» WHAT THIS TASK INVOLVES
Reproduce exactly, from the data that follows, the line with "Trace the outline of every instance of the interior", the line with "Trace the outline of every instance of the vehicle", and every line that lies between them.

» RECORD SET
--------

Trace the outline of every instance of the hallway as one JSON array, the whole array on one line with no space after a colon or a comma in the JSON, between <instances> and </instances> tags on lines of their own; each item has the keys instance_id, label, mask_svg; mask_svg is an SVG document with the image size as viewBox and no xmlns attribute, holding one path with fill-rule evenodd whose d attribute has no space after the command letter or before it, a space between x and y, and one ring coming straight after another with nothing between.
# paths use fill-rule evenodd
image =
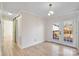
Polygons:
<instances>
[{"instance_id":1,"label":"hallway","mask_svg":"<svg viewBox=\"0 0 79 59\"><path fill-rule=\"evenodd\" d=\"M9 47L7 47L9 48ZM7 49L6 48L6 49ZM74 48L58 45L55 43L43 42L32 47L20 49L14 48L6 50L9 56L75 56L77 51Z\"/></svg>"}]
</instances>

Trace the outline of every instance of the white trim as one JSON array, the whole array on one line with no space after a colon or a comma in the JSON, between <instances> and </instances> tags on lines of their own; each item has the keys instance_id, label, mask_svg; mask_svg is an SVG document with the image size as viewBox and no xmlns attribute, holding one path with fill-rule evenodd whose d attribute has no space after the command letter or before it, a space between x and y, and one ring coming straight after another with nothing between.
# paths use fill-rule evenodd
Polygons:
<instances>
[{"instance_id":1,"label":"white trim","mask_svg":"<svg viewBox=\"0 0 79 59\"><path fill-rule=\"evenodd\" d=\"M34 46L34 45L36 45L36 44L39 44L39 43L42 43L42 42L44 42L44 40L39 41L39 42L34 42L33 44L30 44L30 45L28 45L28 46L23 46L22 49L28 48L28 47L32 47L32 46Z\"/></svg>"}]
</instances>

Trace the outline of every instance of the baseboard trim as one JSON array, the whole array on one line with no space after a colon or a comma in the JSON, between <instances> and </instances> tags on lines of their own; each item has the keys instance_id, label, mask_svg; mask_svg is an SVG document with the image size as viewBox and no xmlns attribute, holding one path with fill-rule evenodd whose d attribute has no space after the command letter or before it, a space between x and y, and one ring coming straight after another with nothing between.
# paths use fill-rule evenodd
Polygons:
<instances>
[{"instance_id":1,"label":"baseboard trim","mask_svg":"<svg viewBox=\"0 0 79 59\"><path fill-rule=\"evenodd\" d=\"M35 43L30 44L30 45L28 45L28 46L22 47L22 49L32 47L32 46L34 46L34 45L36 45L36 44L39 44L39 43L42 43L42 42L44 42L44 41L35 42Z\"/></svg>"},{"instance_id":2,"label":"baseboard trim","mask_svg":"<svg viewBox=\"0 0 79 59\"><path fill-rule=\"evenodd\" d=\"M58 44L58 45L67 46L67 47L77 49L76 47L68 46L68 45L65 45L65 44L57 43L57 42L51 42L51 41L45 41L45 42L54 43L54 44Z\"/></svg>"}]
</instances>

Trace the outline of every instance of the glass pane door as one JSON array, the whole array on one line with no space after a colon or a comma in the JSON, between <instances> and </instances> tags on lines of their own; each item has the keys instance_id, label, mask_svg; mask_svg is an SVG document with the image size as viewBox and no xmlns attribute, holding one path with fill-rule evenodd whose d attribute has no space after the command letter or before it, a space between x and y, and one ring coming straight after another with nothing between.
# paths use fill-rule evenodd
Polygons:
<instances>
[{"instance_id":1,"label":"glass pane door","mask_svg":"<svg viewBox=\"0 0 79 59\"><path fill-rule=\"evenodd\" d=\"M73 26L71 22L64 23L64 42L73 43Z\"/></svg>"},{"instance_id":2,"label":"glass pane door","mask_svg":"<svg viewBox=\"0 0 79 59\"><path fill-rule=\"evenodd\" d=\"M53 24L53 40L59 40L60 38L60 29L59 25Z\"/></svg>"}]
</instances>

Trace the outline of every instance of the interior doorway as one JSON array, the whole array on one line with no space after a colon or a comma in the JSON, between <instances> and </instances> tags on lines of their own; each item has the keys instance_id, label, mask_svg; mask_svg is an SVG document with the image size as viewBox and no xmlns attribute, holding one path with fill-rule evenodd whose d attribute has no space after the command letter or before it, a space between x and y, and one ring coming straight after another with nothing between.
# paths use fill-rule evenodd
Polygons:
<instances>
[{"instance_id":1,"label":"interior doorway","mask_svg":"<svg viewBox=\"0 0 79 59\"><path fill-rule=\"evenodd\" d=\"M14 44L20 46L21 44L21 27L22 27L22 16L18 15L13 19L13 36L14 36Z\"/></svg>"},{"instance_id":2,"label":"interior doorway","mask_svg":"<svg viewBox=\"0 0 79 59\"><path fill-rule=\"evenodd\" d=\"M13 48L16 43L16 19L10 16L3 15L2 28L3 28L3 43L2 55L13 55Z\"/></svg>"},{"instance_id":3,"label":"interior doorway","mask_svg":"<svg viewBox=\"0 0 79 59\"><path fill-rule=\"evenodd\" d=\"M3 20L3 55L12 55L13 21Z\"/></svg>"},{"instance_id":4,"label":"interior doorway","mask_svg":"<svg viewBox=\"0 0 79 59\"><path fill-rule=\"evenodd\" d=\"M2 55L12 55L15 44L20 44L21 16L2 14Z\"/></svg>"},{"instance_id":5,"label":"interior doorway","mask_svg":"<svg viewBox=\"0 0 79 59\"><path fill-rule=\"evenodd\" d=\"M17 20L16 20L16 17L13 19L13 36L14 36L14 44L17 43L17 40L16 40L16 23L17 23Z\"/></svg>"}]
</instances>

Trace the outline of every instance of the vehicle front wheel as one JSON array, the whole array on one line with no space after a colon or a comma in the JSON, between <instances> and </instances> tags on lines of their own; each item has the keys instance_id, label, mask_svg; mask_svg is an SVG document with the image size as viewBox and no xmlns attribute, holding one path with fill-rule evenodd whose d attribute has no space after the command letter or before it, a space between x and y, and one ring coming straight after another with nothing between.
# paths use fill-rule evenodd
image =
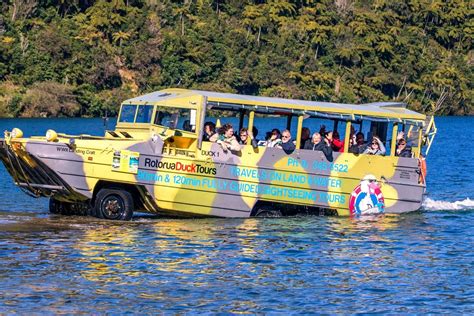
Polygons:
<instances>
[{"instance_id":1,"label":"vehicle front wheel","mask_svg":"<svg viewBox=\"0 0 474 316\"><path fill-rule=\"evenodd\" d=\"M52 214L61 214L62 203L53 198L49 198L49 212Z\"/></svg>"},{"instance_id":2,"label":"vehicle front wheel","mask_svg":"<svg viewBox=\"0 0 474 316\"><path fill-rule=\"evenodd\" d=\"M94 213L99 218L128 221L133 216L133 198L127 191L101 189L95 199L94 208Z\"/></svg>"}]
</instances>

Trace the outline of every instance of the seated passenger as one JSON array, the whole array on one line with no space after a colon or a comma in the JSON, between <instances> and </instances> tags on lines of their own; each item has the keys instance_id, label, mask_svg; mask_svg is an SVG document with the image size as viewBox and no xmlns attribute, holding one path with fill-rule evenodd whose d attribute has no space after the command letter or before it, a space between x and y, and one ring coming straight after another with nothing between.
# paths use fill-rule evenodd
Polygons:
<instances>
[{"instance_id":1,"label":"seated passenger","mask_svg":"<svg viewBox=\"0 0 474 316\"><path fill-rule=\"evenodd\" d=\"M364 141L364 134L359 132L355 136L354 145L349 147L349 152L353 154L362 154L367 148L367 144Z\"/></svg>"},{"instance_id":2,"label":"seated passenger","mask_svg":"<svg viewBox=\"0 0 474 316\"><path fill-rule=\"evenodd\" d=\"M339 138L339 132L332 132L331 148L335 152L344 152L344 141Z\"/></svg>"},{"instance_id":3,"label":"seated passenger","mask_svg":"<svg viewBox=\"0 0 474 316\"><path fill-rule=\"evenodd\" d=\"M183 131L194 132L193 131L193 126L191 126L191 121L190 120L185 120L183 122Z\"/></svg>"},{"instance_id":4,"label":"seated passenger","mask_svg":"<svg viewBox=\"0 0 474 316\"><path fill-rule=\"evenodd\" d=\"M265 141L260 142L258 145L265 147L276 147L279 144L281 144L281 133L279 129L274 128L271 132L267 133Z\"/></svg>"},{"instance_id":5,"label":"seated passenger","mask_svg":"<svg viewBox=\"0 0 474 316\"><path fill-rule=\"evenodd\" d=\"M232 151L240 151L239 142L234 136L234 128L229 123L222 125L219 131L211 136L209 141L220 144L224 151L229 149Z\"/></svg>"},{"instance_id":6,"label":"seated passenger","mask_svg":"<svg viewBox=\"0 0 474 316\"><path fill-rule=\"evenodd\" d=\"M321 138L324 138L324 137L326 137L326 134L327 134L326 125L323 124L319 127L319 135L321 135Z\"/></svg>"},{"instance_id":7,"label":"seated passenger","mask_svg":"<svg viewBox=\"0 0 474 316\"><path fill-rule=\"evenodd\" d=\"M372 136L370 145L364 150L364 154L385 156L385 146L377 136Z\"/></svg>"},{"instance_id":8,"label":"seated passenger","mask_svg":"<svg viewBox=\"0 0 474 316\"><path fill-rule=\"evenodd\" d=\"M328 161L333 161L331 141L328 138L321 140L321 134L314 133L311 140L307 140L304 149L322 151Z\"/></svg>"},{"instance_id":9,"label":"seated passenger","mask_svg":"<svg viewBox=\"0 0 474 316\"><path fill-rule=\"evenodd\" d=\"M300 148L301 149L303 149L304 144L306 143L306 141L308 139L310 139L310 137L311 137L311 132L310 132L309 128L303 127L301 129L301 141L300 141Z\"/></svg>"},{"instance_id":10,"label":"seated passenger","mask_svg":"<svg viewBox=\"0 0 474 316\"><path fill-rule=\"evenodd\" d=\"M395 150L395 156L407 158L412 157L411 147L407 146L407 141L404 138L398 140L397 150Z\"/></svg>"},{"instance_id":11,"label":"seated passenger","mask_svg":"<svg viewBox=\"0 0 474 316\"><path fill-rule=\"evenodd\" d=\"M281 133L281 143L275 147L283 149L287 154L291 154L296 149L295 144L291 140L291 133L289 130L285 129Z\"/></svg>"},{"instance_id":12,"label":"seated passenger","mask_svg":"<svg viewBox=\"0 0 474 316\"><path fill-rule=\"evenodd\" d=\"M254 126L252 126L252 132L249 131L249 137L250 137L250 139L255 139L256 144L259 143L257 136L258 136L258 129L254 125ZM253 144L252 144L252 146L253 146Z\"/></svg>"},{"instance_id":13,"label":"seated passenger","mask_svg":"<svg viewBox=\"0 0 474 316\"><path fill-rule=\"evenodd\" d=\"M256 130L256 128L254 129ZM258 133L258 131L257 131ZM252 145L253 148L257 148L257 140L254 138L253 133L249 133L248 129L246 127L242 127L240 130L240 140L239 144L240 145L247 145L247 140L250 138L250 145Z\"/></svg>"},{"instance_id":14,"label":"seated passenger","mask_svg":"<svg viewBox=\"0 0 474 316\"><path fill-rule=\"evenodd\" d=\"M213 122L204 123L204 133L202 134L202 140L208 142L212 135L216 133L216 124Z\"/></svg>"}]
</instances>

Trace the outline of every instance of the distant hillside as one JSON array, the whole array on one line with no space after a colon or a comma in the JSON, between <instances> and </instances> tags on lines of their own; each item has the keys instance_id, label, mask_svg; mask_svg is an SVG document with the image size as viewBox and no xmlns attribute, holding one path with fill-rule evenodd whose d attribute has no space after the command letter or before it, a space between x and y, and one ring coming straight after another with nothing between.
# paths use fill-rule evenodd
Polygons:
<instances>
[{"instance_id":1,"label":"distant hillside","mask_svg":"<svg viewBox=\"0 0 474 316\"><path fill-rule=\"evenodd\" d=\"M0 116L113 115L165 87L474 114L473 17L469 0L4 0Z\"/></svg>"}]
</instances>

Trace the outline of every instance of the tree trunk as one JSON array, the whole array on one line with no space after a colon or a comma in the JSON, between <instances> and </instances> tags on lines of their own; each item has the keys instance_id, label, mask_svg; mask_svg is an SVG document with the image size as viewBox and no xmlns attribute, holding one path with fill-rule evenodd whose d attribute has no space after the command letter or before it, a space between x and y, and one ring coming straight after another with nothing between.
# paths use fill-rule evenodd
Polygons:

--------

» REPLY TO THE TASK
Trace the outline of every instance of the interior doorway as one JSON array, the whole array on one line with no space after a colon or a comma in the JSON, between <instances> and </instances> tags on lines of their own; each item has the keys instance_id, label, mask_svg; mask_svg is an SVG document with the image size as viewBox and no xmlns attribute, holding one path with fill-rule evenodd whose d attribute has no space after the command letter or before it, a space between x and y, and one ring coming straight after another with nothing between.
# paths use fill-rule evenodd
Polygons:
<instances>
[{"instance_id":1,"label":"interior doorway","mask_svg":"<svg viewBox=\"0 0 79 59\"><path fill-rule=\"evenodd\" d=\"M14 44L20 46L21 44L21 27L22 27L22 16L18 15L13 19L13 36L14 36Z\"/></svg>"},{"instance_id":2,"label":"interior doorway","mask_svg":"<svg viewBox=\"0 0 79 59\"><path fill-rule=\"evenodd\" d=\"M13 48L16 43L16 19L10 16L3 15L2 28L3 28L3 43L2 55L13 55Z\"/></svg>"},{"instance_id":3,"label":"interior doorway","mask_svg":"<svg viewBox=\"0 0 79 59\"><path fill-rule=\"evenodd\" d=\"M3 20L3 55L12 55L13 21Z\"/></svg>"},{"instance_id":4,"label":"interior doorway","mask_svg":"<svg viewBox=\"0 0 79 59\"><path fill-rule=\"evenodd\" d=\"M2 55L12 55L15 44L20 44L21 16L2 14Z\"/></svg>"},{"instance_id":5,"label":"interior doorway","mask_svg":"<svg viewBox=\"0 0 79 59\"><path fill-rule=\"evenodd\" d=\"M17 20L16 20L16 17L13 19L13 36L14 36L14 44L17 43L17 40L16 40L16 23L17 23Z\"/></svg>"}]
</instances>

Trace the outline of every instance of the vehicle front wheel as one JSON array, the whole array on one line with no space after a colon or a comma in the JSON, between <instances> and </instances> tags on lines of their own; each item has the keys instance_id, label, mask_svg; mask_svg is an SVG document with the image size as viewBox and no xmlns attribute, holding one path with fill-rule evenodd whose d attribute has no space after the command letter or before it, a space between x and y, and one ring coming straight after another with nothing between.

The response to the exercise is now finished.